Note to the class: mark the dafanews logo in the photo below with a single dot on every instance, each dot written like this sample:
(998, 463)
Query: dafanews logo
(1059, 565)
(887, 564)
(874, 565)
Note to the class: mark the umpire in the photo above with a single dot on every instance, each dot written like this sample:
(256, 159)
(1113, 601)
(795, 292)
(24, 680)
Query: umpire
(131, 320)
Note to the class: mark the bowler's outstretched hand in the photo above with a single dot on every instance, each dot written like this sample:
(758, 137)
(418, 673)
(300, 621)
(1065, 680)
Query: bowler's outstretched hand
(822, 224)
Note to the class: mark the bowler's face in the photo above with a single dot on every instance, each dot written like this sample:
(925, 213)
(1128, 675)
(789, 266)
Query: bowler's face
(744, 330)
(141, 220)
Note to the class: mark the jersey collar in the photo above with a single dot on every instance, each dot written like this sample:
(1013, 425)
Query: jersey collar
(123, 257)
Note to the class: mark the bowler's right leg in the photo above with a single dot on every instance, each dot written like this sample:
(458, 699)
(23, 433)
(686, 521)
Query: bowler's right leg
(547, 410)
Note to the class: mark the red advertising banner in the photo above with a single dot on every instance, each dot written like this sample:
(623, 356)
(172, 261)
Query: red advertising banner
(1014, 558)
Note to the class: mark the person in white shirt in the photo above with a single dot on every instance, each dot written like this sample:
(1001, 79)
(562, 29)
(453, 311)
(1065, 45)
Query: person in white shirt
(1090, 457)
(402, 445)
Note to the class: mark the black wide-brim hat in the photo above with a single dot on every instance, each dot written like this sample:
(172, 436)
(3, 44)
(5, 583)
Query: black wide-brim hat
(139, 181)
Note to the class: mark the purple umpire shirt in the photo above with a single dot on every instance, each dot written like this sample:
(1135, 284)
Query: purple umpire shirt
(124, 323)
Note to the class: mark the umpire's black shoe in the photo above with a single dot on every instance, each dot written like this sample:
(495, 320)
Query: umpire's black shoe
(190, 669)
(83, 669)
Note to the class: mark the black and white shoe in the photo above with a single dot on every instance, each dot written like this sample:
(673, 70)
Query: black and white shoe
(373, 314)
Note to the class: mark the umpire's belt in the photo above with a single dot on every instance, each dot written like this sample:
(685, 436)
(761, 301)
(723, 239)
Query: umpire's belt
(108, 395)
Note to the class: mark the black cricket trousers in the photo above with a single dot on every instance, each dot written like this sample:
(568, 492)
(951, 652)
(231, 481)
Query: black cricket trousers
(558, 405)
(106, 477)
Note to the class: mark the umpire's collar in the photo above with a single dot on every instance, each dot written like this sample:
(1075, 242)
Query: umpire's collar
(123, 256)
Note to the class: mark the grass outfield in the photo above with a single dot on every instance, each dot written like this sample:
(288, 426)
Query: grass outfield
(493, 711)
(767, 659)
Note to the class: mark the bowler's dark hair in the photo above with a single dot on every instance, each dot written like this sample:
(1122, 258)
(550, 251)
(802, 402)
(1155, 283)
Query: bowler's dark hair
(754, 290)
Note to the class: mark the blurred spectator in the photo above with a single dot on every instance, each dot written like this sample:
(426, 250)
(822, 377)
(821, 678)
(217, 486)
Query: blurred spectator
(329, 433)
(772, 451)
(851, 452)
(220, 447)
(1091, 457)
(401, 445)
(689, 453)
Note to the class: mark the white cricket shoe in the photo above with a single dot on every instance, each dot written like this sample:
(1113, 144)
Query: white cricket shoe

-------

Task statement — Repeat every item above word for word, leaving each line unchanged.

The completed task —
Note to the class: mark the dafanews logo in the photo below with a single dot on every instance, each dot written like this sample:
(998, 463)
Query: dafanews logo
(1059, 565)
(887, 564)
(874, 565)
Note to the class: mark the umpire in the photo above with a single dot on every instance, each dot written like this sample:
(256, 159)
(1113, 601)
(795, 292)
(24, 680)
Query: umpire
(131, 320)
Note to the class: mark the bowler's outstretched hand in the photo above with a single dot on every instance, each dot written like this sample:
(758, 137)
(418, 673)
(300, 621)
(1065, 680)
Query: bowler's outstretched hand
(822, 224)
Note to the class: mark the bowler's face in the photo above with a single dot on every instance, each dot written like this sample:
(925, 213)
(1128, 675)
(789, 266)
Query: bowler's face
(744, 330)
(141, 220)
Note to the class: mark the jersey collar in the photo above with a single dot on every instance, each dot written like this sample:
(1013, 425)
Query: jersey collar
(123, 257)
Note to the class: mark the bowler's right leg in the photo above with a single dot on every instance, each dot written like this sample:
(458, 699)
(23, 433)
(686, 521)
Query: bowler's right leg
(547, 410)
Note to the class: mark the red advertising banner in the photo above with a single dot on every instance, each dot written like this sample:
(623, 356)
(172, 261)
Query: red advertising banner
(1014, 558)
Note to the class: mark the person in white shirt in the photo above with a single dot on every instance, each dot written like this sample:
(1001, 79)
(562, 29)
(453, 311)
(1065, 45)
Query: person in white shirt
(1090, 457)
(402, 445)
Note to the class: mark the black wide-brim hat in the photo above with a single dot on every instance, each dot written like this sample:
(172, 436)
(3, 44)
(5, 583)
Query: black wide-brim hat
(139, 181)
Note to the class: mark the purple umpire shirt in the photo above with a single dot on every instance, each dot written like this sample:
(1135, 284)
Query: purple umpire shirt
(124, 323)
Note to the class: mark the umpire's black shoe in the photo above with a single dot on every instance, each dot written like this sample:
(495, 320)
Query: umpire's black shoe
(190, 669)
(83, 669)
Note to the class: mark the black and white shoe in the photo above with a single dot on every instance, each dot written like this sample:
(673, 70)
Query: black and white shoe
(373, 314)
Note to the class: mark the umpire's belt in the photo above with a single dot on every instance, each dot written like this sample:
(685, 436)
(761, 301)
(723, 239)
Query: umpire's belt
(108, 395)
Note to the class: mark the black cricket trousers in the photo above with a single dot on every instance, each dot written like this sample:
(568, 492)
(951, 652)
(231, 481)
Query: black cricket trousers
(558, 405)
(106, 477)
Note to the class: mark the umpire's collar in the photo above with a single dot on every instance, each dot written like this sample:
(1075, 242)
Query: umpire's collar
(123, 256)
Note to the class: mark the grass outfield in the photo above with a single dot on every instance, each dot written like this sample:
(288, 426)
Query: grass outfield
(493, 711)
(767, 659)
Note to the class: mark the bowler's dark hair in the photo above with a single dot on every instance, each dot written like this sample:
(1122, 258)
(550, 251)
(802, 402)
(1155, 283)
Query: bowler's dark hair
(754, 290)
Note to the class: mark the blurred spectator in the photo above with a single dot on every instance, each dot written like this sample:
(426, 250)
(822, 377)
(821, 678)
(217, 486)
Query: blurred spectator
(329, 433)
(772, 451)
(851, 452)
(220, 447)
(1091, 457)
(401, 445)
(689, 453)
Note to the class: mark the white cricket shoe in the photo above with a single dot on every instance, each dot written like this sample:
(1113, 144)
Query: white cricket shoe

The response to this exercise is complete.